- Testo della pagina -
L’editore avverte che, data la mole dell’opera, la pubblicazione per esteso è potuta avvenire solo in forma digitale, in un CD accompagnato da un volumetto introduttivo di 146 pagine (il testo compreso nel CD supera le quattromila, sono esattamente 4050). A sua volta, il testo pubblicato da Leonini è una sorta di recensione a firma di Antonio Caracciolo.
Io direi subito che il lettore non preparato potrebbe provare una sorta di disorientamento accostandosi a questa tematica già considerando il titolo dell’opera. Il mondialismo, lo sappiamo, è quella tendenza potentemente all’opera nel mondo contemporaneo, e nota sotto il profilo economico come globalizzazione (ma che presenta molti altri aspetti oltre a quello economico: politici, geostrategici, culturali), all’uniformazione planetaria, con la cancellazione, a volte brutale, a volte “soft”, progressiva e apparentemente indolore, di popoli, etnie, culture, tradizioni, ciò che qualcuno con un’immagine suggestiva ma sostanzialmente esatta, ha definito “il tritacarne”, e che apre la prospettiva di un immiserimento dell’umanità a livello subumano, sia perché le componenti più civili della nostra specie (quasi invariabilmente di pelle bianca) sono sul punto di essere sommerse e assorbite dalle masse meticce “colorate” e spaventosamente prolifiche provenienti dal Terzo Mondo, sia per il parallelo concentrarsi della ricchezza nelle mani di una ristretta oligarchia finanziaria e la conseguente diffusione di un impoverimento, di una progressiva caduta del livello di vita, questa si “globale” e che le belle finzioni che ci vengono raccontate secondo le quali le difficoltà in cui tutti noi ci dibattiamo dalla metà del primo decennio del XXI secolo sarebbero “una crisi” (cioè qualcosa di passeggero), non riescono più a nascondere.
Che tutto ciò sia in relazione con un fenomeno religioso, con “Dio”, è un’affermazione che per alcuni può essere oggetto di stupore. Molti, in effetti si illudono di trovare (ancora) nel cristianesimo l’elemento centrale della “nostra” cultura, delle “nostre” tradizioni, e di poterne fare la bandiera della lotta contro il mondialismo incalzante. Si tratta di una speranza illusoria, perché il Dio dei cristiani è lo stesso degli ebrei; la maggior parte del “libro sacro” del cristianesimo, l’Antico Testamento, non è altro che la Torah ebraica, e la fede nel messia crocifisso non può altro che rivolgersi contro di loro e contro di noi, cosa oggi ben evidenziata dal fatto che le Chiese cristiane sono le più zelanti fautrici del mondialismo insieme con le sinistre (cioè con i rottami del comunismo, altra “fede” che come quella cristiana, è stata fondata da un barbuto ebreo, e anche questo non è un caso).

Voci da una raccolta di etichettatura
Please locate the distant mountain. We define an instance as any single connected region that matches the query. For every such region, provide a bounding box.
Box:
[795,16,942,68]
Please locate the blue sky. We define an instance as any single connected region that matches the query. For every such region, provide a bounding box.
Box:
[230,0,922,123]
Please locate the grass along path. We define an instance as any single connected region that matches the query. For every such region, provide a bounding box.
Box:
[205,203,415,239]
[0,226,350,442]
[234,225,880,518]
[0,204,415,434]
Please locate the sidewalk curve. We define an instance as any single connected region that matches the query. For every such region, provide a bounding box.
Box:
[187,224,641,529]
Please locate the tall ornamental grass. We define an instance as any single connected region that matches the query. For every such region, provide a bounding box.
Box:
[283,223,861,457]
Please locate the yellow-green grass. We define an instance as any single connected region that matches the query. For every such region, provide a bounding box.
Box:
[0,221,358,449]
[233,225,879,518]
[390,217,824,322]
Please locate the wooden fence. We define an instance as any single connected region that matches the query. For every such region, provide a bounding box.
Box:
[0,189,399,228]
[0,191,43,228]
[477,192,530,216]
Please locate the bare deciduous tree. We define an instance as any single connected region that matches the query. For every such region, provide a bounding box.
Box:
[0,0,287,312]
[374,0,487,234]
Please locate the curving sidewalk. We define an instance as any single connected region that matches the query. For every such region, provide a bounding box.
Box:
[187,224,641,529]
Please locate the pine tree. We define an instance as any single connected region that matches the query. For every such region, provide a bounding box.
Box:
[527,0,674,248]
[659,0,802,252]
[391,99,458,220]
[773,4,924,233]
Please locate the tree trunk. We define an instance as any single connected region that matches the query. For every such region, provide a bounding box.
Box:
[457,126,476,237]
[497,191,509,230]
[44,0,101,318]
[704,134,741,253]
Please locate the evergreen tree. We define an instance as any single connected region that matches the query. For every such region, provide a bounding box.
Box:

- Esercizio proposto A -
Rispondi a queste domande sul testo della pagina:
(i) Di quante pagine è il volumetto introduttivo che accompagna il CD?
(ii) Quante pagine conta esattamente il testo compreso nel CD?
(iii) Con quale nome è noto il mondialismo sotto il profilo economico?
- Esercizio proposto B -
Nelle voci, riscrivi per intero la parte che si apre con la riga contenente "Please locate the blue" e si chiude con quella contenente "[0,204,415,434]", estremi inclusi e richieste comprese, spostando di 76 ogni coordinata dei riquadri di delimitazione. Non riportare altre righe.

- Risultato A -
(i) 146 pagine.
(ii) 4050 pagine.
(iii) Globalizzazione.

- Risultato B -
Please locate the blue sky. We define an instance as any single connected region that matches the query. For every such region, provide a bounding box.
Box:
[306,76,998,199]
Please locate the grass along path. We define an instance as any single connected region that matches the query. For every such region, provide a bounding box.
Box:
[281,279,491,315]
[76,302,426,518]
[310,301,956,594]
[76,280,491,510]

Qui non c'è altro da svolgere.